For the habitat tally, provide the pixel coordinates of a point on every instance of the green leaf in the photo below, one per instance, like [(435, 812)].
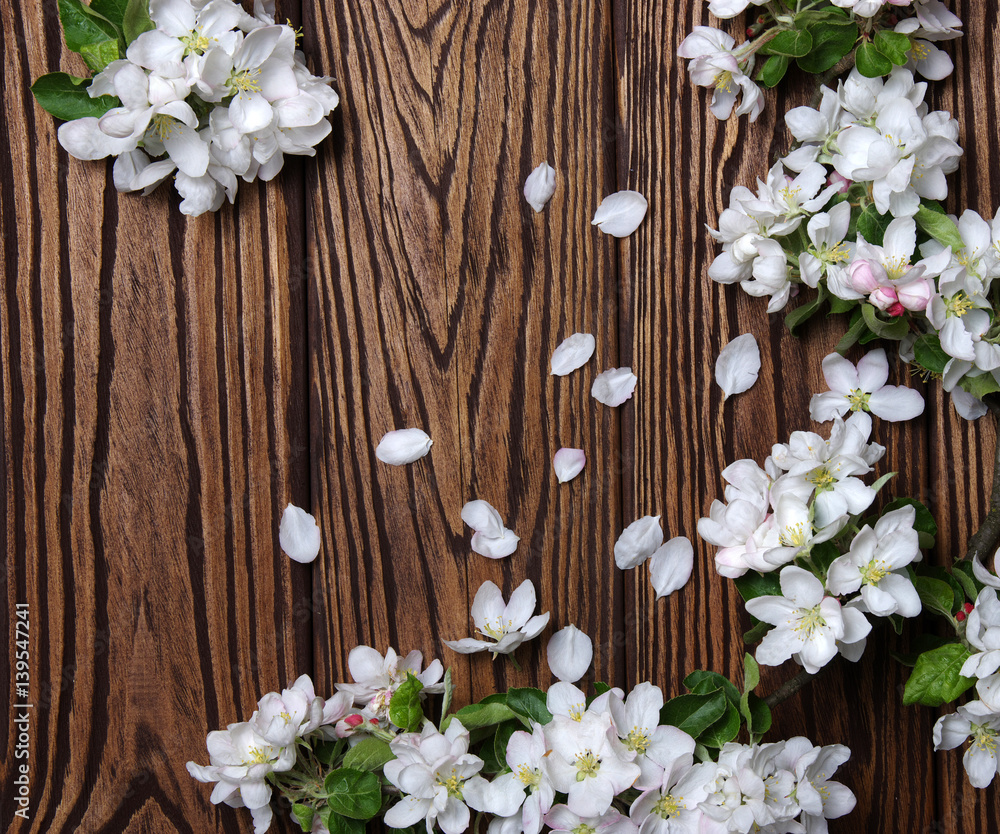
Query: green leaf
[(530, 703), (872, 225), (756, 634), (940, 227), (354, 794), (337, 824), (831, 42), (980, 386), (773, 70), (694, 713), (928, 353), (724, 730), (793, 43), (404, 708), (935, 594), (98, 55), (83, 26), (871, 62), (704, 683), (751, 673), (136, 20), (804, 312), (935, 679), (894, 45), (753, 584), (303, 814), (962, 571), (111, 10), (368, 754), (65, 97), (854, 332), (475, 716), (893, 330)]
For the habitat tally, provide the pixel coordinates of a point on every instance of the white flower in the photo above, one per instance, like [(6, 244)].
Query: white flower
[(506, 625), (638, 542), (614, 386), (738, 365), (403, 446), (863, 388), (298, 534), (437, 776), (573, 352), (569, 653), (671, 565), (982, 723), (876, 564), (584, 765), (715, 64), (377, 677), (241, 761), (568, 463), (540, 186), (491, 539), (620, 214), (807, 624)]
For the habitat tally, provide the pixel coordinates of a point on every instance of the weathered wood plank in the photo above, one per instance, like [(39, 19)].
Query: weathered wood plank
[(154, 425), (440, 296)]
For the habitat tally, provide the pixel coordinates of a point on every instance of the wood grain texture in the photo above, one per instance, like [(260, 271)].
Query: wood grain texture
[(169, 384), (154, 426)]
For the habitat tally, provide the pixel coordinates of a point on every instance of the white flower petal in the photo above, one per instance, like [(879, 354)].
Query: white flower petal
[(573, 353), (620, 214), (403, 446), (569, 653), (540, 186), (671, 565), (568, 463), (638, 542), (614, 386), (738, 364), (298, 534), (482, 517)]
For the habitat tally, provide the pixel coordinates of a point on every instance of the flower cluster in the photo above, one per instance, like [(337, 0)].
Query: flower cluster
[(558, 760), (208, 95)]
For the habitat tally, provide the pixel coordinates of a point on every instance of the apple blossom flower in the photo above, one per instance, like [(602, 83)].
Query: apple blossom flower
[(980, 722), (506, 625), (863, 388)]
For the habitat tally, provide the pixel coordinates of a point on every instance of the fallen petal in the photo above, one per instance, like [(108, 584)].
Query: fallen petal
[(671, 565), (573, 353), (568, 463), (620, 214), (298, 534), (570, 653), (738, 365), (540, 186), (482, 517), (638, 542), (614, 386), (403, 446)]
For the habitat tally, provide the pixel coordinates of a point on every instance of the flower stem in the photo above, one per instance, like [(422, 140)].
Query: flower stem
[(788, 689), (987, 537)]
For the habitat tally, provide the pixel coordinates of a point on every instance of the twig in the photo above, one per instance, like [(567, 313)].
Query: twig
[(987, 537), (788, 689)]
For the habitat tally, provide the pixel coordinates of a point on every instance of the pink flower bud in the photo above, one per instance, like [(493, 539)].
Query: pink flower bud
[(884, 298), (915, 295), (862, 277), (843, 182)]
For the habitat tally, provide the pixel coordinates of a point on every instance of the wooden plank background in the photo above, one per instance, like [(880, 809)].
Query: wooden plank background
[(169, 384)]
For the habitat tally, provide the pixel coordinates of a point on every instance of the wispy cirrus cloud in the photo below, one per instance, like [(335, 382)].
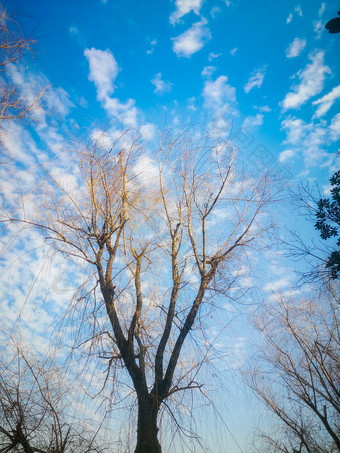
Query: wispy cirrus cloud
[(311, 140), (161, 86), (255, 80), (219, 96), (326, 102), (253, 121), (295, 48), (335, 127), (184, 7), (311, 82), (297, 11), (103, 71), (192, 40)]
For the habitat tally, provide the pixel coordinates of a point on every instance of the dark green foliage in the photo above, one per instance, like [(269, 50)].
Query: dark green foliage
[(328, 223)]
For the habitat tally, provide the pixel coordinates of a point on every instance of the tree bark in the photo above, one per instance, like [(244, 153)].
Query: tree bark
[(147, 430)]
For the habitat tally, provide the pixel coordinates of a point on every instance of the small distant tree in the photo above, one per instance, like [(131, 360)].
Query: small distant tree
[(297, 373), (161, 234), (328, 223), (14, 104), (36, 414)]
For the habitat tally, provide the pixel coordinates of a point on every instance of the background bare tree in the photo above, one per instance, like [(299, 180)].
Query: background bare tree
[(14, 104), (297, 372), (161, 237), (36, 413)]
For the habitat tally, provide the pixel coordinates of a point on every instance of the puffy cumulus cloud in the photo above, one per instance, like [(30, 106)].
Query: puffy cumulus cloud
[(161, 86), (148, 131), (286, 155), (312, 82), (295, 129), (297, 10), (184, 7), (326, 102), (310, 140), (208, 71), (192, 40), (153, 43), (126, 112), (103, 70), (218, 95), (335, 127), (277, 285), (213, 55), (253, 121), (255, 80), (295, 48)]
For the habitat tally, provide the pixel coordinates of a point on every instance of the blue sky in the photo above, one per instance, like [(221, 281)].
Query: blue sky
[(267, 70), (269, 67)]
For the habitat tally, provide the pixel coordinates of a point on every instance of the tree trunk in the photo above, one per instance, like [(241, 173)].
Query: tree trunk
[(147, 429)]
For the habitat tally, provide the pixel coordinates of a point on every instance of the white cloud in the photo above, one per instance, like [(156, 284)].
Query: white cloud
[(192, 40), (153, 43), (326, 102), (126, 112), (312, 81), (161, 86), (148, 131), (277, 285), (255, 80), (208, 71), (146, 169), (295, 48), (213, 55), (322, 9), (214, 11), (264, 108), (335, 127), (318, 28), (218, 94), (308, 139), (298, 10), (289, 18), (184, 7), (295, 129), (103, 70), (286, 155), (253, 121)]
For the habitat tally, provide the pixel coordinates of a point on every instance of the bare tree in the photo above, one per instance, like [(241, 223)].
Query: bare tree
[(161, 235), (14, 104), (35, 400), (297, 372)]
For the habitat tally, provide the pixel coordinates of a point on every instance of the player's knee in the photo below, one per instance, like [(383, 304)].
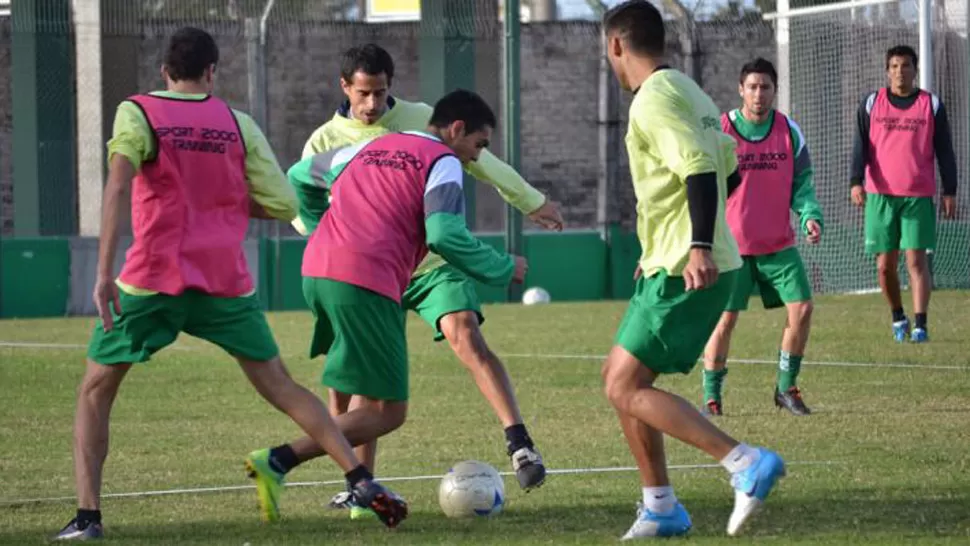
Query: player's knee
[(393, 415), (465, 337), (800, 313), (886, 264), (725, 326), (615, 390), (916, 261)]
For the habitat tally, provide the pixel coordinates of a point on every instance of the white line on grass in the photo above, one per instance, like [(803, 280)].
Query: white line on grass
[(757, 361), (37, 345), (227, 488)]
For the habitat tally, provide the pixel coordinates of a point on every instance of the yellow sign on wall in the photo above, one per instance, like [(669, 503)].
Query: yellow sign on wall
[(393, 10)]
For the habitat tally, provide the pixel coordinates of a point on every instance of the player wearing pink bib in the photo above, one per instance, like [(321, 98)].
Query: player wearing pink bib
[(902, 130), (392, 199), (197, 171), (776, 180)]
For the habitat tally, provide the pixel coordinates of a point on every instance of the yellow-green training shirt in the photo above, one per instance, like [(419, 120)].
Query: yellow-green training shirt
[(403, 115), (675, 132)]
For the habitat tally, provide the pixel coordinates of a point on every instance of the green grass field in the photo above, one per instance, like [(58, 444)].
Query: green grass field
[(883, 460)]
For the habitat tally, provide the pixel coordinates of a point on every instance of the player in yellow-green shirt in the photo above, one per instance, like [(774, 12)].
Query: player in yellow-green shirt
[(196, 171), (439, 293), (680, 162)]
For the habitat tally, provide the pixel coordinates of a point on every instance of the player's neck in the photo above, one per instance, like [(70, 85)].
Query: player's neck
[(639, 70), (751, 117), (902, 91), (186, 87)]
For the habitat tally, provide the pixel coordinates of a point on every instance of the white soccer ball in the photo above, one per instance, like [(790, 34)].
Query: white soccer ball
[(471, 489), (535, 295)]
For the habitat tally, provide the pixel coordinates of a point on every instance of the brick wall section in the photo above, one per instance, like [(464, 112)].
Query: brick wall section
[(560, 74)]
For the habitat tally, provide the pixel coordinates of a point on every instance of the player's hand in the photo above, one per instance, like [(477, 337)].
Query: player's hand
[(701, 271), (547, 216), (949, 207), (105, 299), (858, 196), (814, 232), (521, 269)]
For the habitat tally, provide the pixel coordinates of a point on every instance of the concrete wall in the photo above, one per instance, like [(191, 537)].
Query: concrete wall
[(559, 92)]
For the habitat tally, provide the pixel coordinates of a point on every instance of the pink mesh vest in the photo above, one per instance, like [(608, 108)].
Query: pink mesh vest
[(190, 203), (758, 211), (901, 153), (373, 235)]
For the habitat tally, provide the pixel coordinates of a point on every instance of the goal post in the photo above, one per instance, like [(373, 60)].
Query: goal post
[(829, 58)]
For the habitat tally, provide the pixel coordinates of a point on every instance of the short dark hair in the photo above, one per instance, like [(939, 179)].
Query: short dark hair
[(371, 59), (190, 51), (902, 51), (638, 23), (759, 66), (463, 105)]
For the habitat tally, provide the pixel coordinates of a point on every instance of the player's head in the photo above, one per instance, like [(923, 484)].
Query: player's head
[(191, 56), (634, 30), (365, 77), (464, 122), (757, 86), (901, 65)]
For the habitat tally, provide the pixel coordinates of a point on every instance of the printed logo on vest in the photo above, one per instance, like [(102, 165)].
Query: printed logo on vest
[(897, 123), (399, 160), (762, 161), (192, 139)]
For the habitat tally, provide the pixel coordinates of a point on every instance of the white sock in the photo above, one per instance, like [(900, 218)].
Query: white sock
[(659, 500), (740, 458)]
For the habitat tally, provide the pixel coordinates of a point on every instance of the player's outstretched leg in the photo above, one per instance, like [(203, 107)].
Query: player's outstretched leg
[(96, 395), (306, 410), (918, 266), (793, 342), (715, 363), (659, 513), (887, 265), (754, 471), (465, 337)]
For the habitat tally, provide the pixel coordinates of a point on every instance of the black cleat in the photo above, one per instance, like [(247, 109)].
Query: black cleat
[(390, 508), (712, 407), (71, 531), (792, 401), (529, 470)]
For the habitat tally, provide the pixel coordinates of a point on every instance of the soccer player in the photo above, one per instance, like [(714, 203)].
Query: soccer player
[(197, 171), (680, 162), (776, 176), (392, 199), (901, 129), (441, 294)]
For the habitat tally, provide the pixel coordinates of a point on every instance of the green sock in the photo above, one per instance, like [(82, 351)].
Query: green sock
[(788, 368), (712, 384)]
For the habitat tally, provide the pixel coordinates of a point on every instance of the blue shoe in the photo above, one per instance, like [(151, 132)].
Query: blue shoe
[(649, 524), (900, 330), (751, 488)]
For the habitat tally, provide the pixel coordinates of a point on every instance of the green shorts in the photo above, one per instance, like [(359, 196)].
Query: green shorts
[(148, 324), (440, 292), (362, 334), (780, 278), (667, 327), (899, 223)]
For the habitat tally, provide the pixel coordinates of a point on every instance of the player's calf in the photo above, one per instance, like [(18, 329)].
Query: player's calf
[(466, 340)]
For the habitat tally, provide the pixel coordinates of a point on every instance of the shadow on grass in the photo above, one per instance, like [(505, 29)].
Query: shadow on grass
[(848, 516)]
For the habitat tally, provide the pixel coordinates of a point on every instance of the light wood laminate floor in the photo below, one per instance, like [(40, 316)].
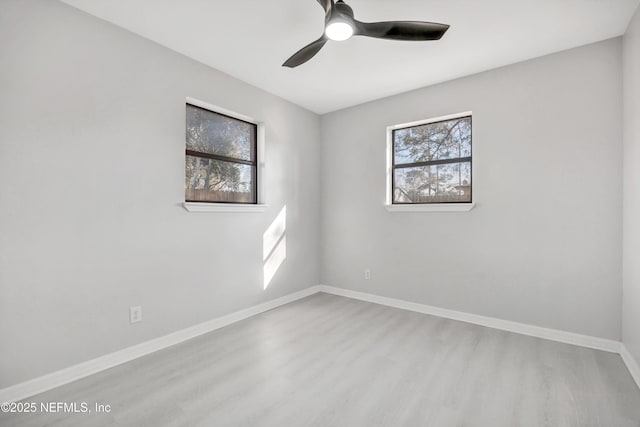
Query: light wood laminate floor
[(333, 361)]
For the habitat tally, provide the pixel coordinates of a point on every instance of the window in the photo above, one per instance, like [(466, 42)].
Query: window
[(221, 158), (431, 161)]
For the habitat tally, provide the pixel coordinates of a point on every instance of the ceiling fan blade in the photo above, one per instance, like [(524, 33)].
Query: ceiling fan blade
[(327, 5), (306, 53), (401, 30)]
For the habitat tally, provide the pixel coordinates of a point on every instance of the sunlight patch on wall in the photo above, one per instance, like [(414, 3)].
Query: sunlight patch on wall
[(274, 246)]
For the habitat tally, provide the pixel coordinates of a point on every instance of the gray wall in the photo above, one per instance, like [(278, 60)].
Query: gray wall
[(91, 180), (543, 244), (631, 210)]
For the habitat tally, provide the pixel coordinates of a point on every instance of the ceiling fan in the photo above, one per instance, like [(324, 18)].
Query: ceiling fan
[(341, 25)]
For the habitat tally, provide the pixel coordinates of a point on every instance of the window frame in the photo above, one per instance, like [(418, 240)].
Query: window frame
[(257, 205), (461, 206)]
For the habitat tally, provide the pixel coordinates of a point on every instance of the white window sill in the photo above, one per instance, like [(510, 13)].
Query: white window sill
[(222, 207), (433, 207)]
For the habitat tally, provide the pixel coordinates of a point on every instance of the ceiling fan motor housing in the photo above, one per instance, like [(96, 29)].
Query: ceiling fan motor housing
[(341, 10)]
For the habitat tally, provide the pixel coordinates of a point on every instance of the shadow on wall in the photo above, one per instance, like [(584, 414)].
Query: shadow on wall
[(274, 246)]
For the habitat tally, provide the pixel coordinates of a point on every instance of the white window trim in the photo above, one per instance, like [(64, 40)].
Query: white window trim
[(426, 207), (235, 207)]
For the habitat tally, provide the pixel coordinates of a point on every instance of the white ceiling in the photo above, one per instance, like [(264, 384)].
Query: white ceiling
[(250, 39)]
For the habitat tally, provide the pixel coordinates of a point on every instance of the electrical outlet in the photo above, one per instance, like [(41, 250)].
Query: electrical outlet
[(135, 314)]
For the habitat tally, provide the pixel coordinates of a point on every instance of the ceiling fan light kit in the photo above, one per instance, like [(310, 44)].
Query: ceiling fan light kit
[(340, 25)]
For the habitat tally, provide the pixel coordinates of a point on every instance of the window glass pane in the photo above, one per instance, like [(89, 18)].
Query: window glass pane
[(212, 133), (434, 141), (217, 181), (433, 184)]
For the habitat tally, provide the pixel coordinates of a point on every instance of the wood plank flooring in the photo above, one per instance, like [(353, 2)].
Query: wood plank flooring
[(333, 361)]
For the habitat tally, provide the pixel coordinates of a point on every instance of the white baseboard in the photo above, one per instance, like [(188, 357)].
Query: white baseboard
[(76, 372), (81, 370), (491, 322), (632, 364)]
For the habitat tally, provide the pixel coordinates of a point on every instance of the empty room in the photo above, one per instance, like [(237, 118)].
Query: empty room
[(320, 213)]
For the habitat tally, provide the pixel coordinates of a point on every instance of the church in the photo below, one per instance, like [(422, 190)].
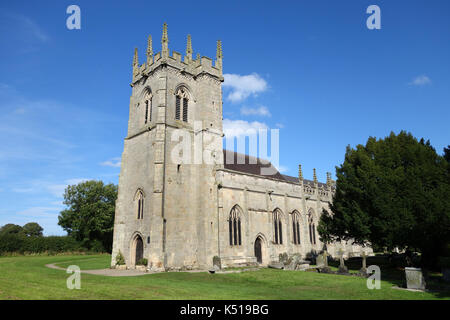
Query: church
[(184, 215)]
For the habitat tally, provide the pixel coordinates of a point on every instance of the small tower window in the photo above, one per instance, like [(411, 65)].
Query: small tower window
[(278, 227), (234, 227), (296, 227), (181, 105), (140, 204)]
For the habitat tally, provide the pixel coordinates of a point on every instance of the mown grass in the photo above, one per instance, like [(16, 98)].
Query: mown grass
[(28, 278)]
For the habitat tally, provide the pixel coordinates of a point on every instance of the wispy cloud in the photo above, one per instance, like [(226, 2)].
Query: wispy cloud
[(25, 34), (236, 128), (242, 86), (39, 212), (114, 162), (258, 111), (421, 80)]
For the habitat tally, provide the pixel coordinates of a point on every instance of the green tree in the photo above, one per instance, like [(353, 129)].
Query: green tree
[(447, 153), (89, 217), (33, 229), (11, 228), (392, 192)]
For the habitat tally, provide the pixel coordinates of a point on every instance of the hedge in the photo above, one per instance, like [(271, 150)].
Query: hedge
[(22, 244)]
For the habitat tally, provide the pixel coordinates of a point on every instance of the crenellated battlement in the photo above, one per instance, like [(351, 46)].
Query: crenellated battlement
[(194, 67)]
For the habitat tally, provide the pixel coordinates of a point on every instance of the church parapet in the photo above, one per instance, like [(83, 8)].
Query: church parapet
[(195, 67)]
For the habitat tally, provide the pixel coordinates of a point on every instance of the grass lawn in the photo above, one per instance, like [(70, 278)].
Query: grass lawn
[(26, 277)]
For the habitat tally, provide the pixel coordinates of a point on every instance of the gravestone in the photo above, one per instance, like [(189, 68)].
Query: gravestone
[(342, 267), (320, 261), (363, 270), (414, 278), (217, 264)]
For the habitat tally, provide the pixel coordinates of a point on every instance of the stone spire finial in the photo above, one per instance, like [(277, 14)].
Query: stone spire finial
[(135, 58), (219, 55), (188, 49), (149, 50), (165, 42)]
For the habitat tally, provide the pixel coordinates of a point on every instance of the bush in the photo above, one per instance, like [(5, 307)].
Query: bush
[(142, 262), (444, 262), (20, 243)]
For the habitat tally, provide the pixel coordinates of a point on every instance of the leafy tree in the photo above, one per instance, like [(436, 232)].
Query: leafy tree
[(447, 153), (89, 217), (11, 228), (33, 229), (392, 192)]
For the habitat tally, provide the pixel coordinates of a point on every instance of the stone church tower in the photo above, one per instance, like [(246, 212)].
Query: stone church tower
[(166, 207)]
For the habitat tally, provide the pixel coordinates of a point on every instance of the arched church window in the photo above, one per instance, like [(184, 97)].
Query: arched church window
[(148, 107), (181, 105), (296, 227), (140, 204), (234, 227), (312, 228), (278, 227)]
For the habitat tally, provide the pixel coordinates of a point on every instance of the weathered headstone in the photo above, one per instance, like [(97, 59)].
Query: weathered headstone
[(414, 278), (342, 267), (217, 263), (320, 261), (363, 270)]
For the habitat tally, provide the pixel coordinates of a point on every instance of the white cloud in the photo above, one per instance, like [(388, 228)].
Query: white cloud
[(259, 111), (243, 86), (114, 162), (282, 169), (420, 81), (236, 128)]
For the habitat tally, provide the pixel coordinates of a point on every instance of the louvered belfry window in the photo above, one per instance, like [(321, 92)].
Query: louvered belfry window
[(148, 107), (234, 225), (278, 227), (140, 200), (182, 105)]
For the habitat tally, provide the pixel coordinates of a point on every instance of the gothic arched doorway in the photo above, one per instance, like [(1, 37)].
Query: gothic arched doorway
[(258, 249), (137, 250)]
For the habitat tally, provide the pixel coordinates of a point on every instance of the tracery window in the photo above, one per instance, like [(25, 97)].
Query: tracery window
[(181, 104), (296, 227), (312, 228)]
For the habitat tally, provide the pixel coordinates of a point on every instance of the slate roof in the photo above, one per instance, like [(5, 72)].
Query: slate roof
[(255, 168)]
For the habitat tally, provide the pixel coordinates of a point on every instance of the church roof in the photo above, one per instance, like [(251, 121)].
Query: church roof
[(255, 166)]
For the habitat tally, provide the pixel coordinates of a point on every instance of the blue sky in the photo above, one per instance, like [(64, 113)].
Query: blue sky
[(310, 68)]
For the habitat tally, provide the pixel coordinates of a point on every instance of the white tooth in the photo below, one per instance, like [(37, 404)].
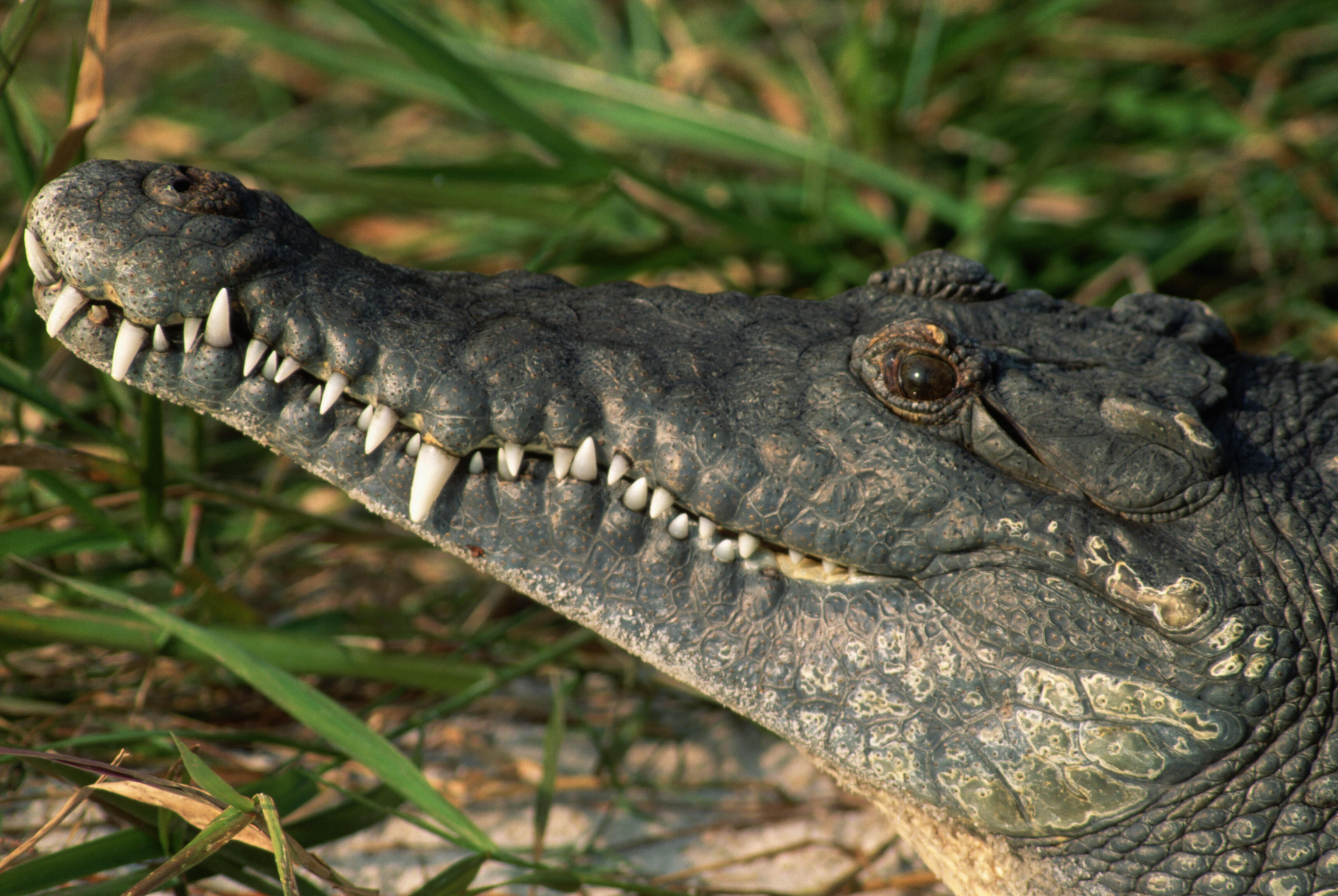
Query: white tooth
[(748, 545), (364, 419), (288, 368), (219, 328), (514, 458), (585, 466), (255, 352), (637, 495), (130, 339), (662, 500), (617, 469), (38, 260), (562, 459), (430, 474), (380, 426), (334, 390), (191, 332), (67, 305)]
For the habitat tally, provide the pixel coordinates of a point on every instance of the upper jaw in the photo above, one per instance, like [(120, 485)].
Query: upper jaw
[(174, 293)]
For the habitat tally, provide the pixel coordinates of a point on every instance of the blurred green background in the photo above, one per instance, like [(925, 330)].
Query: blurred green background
[(1084, 147), (1087, 147)]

·····

__REQUIREMENT__
In the part of the data that opens with the line containing "like [(925, 330)]." and runs through the end of the data, substitute "hazy" for "blurred" and give those lines again with nothing else changed.

__OUTPUT BELOW__
For the habitat tally, provide the pixel coordinates of a point on every instance of the hazy green background in the photo above, one per instance, like [(925, 330)].
Query: hazy green background
[(1084, 147), (1087, 147)]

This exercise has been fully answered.